WHAT THIS TASK INVOLVES.
Can you carry the comments on the badger cull forward from their final sentence?

EXERCISE PASSAGE.
◇ ◇ ◇
As the article points out the Coalition Government in Westminster are also considering a cull of badgers in England. The question is have they really thought through the consequences and taken all the evidence into account?

Do Liberal Democrat Ministers really want to defend the sort of authoritarian and disproportionate measures being put in place by a Plaid Cymru Minister here so as to achieve this pointless policy objective?
I can confirm that I know personally two people who were questioned and searched in Haverfordwest by policemen who claimed to be acting under the anti-terrorism act.
Peter, I know you have always regarded the Welsh Government and NFU as "credible organizations", but the news that you no longer see the current Westminster Government as a "credible organization" even though they are pursuing the same policy as we are in Wales, does you great credit. Following the praise you were exuding only a week or so ago, such a rapid U-turn is almost as spectacular as the turnaround time for a minister in the Treasury.
◇ ◇ ◇
MATERIAL PROVIDED.

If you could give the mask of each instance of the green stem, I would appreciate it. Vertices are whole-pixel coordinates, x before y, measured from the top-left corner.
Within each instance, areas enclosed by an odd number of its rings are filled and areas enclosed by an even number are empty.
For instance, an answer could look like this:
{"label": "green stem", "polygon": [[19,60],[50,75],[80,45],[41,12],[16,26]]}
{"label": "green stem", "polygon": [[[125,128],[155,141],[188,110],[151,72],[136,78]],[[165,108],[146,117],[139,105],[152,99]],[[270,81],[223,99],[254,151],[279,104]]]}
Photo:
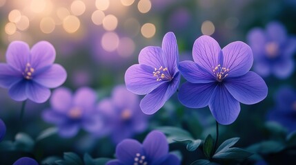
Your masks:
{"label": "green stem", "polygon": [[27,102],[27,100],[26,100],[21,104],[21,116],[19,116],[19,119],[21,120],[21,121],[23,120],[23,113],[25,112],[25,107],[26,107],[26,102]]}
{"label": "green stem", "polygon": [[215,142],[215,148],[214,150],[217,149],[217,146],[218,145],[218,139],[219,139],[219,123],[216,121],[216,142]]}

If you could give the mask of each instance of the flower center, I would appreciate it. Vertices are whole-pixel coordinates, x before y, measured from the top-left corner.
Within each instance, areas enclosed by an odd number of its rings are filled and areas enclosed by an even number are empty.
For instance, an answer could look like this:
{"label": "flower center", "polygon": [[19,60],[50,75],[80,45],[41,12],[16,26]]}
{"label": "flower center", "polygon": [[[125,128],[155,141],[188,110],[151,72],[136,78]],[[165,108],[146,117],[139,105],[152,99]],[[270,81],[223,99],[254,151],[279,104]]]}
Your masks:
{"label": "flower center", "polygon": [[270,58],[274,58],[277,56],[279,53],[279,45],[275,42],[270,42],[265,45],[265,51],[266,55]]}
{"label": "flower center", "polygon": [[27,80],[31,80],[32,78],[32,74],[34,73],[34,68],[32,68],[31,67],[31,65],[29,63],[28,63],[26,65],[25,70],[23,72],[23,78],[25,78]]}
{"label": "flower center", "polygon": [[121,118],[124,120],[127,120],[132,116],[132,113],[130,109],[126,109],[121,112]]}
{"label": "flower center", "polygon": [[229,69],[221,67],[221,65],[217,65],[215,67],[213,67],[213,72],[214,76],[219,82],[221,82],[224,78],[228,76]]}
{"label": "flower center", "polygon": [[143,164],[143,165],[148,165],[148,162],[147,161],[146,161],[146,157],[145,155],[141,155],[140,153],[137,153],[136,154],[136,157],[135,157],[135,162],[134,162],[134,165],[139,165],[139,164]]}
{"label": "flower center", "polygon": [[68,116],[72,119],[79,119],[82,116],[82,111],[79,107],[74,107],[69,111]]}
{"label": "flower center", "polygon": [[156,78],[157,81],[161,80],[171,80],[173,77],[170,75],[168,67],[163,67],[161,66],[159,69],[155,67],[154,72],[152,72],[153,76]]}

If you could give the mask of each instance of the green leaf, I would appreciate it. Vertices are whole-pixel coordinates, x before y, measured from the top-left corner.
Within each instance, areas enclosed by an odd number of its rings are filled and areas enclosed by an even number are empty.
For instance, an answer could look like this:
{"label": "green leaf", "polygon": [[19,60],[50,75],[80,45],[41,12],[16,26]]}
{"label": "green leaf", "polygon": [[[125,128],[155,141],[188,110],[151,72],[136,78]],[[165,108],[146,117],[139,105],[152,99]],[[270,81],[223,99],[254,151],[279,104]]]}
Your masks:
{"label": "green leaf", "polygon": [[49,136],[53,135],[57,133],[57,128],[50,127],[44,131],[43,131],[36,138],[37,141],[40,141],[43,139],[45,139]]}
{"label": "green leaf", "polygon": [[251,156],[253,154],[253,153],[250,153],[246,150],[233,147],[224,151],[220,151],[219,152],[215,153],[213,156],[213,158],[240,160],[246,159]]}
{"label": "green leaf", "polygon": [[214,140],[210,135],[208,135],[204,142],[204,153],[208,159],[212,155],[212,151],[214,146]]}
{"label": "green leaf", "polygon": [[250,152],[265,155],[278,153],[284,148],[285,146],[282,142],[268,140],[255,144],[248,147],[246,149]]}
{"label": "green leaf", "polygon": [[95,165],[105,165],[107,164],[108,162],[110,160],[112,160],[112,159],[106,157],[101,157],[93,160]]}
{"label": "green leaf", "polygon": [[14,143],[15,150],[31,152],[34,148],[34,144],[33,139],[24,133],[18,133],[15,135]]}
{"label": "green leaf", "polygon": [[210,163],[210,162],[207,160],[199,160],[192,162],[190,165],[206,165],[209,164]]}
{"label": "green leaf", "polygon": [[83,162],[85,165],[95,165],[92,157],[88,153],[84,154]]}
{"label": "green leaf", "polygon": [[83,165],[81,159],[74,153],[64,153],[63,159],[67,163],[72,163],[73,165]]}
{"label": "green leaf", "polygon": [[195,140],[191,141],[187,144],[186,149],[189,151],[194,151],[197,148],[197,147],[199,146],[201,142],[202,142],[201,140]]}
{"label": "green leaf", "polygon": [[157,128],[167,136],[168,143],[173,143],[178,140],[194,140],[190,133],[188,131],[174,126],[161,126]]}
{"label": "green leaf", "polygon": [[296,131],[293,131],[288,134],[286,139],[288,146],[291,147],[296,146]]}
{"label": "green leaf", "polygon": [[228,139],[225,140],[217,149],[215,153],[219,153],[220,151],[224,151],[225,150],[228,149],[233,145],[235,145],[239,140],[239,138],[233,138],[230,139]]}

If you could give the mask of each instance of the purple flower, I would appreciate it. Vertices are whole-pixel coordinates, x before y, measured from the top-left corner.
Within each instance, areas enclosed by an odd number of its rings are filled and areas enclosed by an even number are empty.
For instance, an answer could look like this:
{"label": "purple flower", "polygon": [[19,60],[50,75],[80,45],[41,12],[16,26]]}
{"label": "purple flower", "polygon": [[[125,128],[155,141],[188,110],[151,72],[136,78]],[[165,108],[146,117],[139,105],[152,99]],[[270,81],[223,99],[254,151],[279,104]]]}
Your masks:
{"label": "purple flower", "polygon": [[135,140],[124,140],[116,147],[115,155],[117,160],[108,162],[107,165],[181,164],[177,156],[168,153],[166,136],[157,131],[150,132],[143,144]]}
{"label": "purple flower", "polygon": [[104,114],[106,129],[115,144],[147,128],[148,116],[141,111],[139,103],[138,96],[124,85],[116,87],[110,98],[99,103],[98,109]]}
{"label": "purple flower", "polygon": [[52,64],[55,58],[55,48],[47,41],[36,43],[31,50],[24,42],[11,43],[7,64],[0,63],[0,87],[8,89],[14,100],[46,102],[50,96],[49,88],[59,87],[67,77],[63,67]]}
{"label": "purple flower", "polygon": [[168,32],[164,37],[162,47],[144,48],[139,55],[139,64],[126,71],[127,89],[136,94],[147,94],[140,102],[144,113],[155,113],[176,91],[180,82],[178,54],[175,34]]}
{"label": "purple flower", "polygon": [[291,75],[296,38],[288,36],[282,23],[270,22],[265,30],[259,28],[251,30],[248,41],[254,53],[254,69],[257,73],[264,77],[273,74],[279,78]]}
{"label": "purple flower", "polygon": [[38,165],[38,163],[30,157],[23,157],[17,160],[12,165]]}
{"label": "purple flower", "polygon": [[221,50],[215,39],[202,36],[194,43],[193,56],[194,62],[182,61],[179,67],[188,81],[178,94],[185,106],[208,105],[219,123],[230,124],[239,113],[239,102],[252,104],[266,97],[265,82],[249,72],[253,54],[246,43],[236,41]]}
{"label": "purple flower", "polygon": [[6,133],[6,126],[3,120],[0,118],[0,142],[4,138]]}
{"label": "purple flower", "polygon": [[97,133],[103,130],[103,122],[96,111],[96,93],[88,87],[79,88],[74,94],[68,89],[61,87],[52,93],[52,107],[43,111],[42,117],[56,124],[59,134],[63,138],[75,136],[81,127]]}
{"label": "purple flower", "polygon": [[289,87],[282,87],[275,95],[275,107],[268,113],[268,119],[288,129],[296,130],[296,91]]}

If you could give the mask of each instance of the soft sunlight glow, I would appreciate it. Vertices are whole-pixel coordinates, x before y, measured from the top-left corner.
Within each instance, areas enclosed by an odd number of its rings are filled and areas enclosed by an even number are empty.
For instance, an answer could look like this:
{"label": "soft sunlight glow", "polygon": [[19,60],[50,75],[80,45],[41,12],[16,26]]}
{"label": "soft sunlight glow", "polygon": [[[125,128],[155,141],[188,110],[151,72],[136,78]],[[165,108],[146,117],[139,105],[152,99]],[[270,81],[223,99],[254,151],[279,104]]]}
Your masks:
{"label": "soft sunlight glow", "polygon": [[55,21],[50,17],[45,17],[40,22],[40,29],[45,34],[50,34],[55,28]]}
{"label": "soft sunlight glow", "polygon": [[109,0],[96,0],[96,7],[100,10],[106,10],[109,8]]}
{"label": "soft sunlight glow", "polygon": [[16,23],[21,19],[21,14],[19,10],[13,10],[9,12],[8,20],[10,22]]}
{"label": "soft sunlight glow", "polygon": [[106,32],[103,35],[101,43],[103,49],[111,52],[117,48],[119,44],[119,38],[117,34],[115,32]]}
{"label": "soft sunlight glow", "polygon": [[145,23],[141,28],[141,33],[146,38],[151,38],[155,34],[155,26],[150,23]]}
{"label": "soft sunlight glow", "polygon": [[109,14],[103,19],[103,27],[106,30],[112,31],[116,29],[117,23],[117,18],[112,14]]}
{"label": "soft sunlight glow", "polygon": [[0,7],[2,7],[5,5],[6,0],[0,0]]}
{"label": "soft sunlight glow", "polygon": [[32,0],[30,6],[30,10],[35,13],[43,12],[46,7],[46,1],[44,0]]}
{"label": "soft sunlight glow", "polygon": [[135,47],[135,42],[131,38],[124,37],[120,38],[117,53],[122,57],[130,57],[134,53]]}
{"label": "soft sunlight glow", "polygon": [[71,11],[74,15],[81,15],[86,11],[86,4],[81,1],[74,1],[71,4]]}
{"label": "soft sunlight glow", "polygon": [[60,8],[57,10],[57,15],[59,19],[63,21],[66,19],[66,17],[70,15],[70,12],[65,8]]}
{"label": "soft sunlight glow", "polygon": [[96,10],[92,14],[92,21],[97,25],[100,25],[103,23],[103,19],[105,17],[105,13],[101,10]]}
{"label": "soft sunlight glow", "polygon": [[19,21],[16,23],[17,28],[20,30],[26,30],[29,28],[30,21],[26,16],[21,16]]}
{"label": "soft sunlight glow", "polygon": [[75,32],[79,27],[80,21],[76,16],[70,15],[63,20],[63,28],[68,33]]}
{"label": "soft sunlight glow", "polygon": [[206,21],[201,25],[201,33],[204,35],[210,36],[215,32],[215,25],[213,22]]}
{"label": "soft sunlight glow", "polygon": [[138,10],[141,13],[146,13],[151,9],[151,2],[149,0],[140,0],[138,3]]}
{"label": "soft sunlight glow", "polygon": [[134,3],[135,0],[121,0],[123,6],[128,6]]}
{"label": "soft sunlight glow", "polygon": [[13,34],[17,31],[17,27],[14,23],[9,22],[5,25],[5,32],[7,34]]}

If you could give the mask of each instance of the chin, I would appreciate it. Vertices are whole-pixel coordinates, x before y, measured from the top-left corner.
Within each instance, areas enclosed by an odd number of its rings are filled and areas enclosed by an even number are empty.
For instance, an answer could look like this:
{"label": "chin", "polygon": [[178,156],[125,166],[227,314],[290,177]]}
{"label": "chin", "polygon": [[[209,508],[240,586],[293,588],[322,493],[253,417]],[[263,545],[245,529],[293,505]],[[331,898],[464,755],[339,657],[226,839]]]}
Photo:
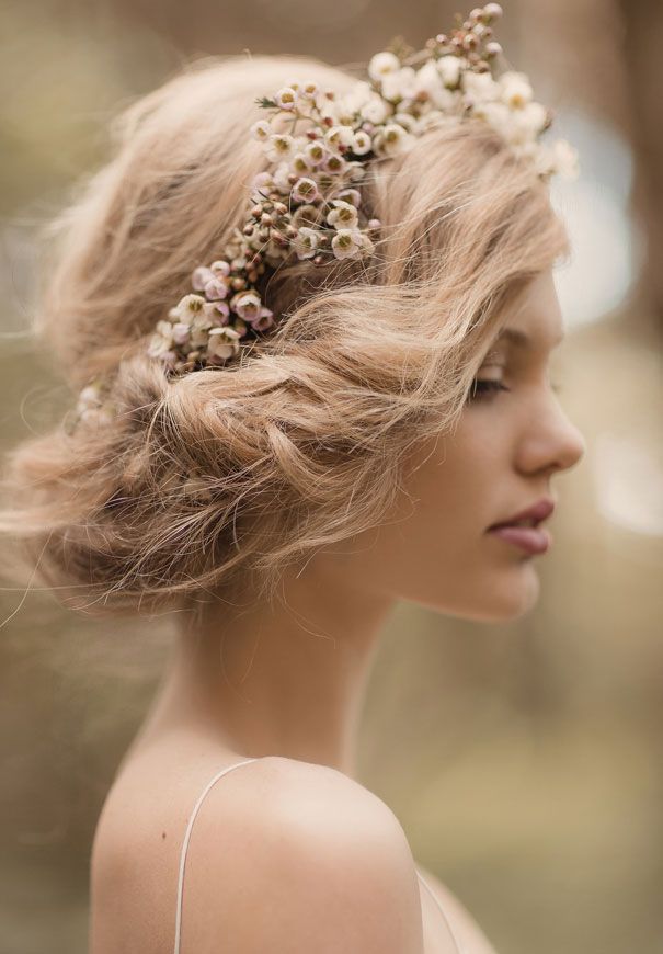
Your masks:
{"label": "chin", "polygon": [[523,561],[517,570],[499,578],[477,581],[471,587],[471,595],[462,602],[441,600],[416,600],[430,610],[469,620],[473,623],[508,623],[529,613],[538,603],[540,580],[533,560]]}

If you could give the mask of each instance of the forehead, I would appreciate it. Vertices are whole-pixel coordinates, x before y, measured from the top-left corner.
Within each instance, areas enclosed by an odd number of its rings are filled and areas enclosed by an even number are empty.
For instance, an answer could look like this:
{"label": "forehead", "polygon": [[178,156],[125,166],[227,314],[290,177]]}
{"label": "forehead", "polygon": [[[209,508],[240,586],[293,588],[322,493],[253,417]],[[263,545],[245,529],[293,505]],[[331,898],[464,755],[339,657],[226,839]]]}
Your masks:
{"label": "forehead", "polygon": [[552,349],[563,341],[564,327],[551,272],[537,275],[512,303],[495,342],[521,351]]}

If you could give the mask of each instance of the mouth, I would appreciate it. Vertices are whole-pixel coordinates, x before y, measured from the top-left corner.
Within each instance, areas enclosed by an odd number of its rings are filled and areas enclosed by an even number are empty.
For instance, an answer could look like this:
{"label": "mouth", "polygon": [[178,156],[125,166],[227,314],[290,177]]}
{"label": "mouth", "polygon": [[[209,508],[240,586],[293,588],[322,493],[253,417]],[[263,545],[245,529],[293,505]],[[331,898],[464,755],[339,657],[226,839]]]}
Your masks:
◇ ◇ ◇
RESULT FOR THIS EXERCISE.
As I said here the ConDem government in Westminster is not, as you would like your less awell informed readers to think, merely "watching how it goes ... before they decide". They are not "considering a cull of badgers". They have already decided to follow our lead:

DEFRA farm minister Jim Paice has confirmed that badgers will be culled to combat bovine tuberculosis in cattle. A targeted cull of badgers will take place once the right "hot spot" locations have been identified.

A DEFRA spokeswoman added, "The coalition has committed itself to badger control in areas of high incidence. The coalition includes culling in a package of measures."

MH, your bravado does you no credit. I happen to disagree on one policy. That does not mean that the whole credibility of the government is called into question. On culling they are absolutely wrong and would do well to learn from the fiasco here in Wales.
MH quotes Jim Price but I read an interview with Caroline Spelman in Farmers Guardian where she stated that she would base her decision on the science and would wait for the results of the Wales pilot before deciding.I guess they are on the one hand saying all the right things to their farmer supporters whilst knowing in their haert of hearts that Culling is wrong on scientific,financial and moral grounds and in case you didnt know it doesnt work either
Vaccinatioin is the only long term way to control the 6-9% of infections due to badgers.
My bravado, Peter? You were the one who tried to make out that the only credible organizations you could think of that support a cull are the WG and NFU.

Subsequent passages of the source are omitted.